### AIM OF THE EXERCISE
Exactly the lines from the opening of the data through the line containing "point: terraced tea" should be reproduced, please, with nothing added.

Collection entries
____

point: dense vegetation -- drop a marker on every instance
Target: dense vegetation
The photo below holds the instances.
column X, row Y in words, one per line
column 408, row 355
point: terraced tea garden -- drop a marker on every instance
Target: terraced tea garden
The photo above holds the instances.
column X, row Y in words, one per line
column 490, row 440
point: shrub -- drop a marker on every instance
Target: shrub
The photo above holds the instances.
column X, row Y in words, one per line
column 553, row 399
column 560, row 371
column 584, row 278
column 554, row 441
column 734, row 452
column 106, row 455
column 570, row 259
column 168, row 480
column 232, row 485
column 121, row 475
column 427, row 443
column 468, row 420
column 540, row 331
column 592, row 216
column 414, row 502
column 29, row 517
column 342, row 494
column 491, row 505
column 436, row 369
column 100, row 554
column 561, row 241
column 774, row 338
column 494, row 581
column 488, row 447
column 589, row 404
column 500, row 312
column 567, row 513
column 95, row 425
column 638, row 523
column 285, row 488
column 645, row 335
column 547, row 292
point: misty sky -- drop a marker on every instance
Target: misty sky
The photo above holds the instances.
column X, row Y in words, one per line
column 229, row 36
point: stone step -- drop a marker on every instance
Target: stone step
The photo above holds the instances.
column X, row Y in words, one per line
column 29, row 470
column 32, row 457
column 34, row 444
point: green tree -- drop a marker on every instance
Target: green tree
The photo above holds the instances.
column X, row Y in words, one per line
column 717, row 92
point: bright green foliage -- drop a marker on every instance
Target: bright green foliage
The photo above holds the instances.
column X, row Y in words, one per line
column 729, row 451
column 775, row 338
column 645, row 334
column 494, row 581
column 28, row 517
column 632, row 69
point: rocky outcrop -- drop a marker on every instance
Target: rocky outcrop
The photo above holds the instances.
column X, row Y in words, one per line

____

### ANSWER BELOW
point: dense vegetation -- drop a marker on every instance
Target: dense vegetation
The photo below holds the instances.
column X, row Y in words, one per line
column 408, row 355
point: terraced tea garden -- drop a marker on every instance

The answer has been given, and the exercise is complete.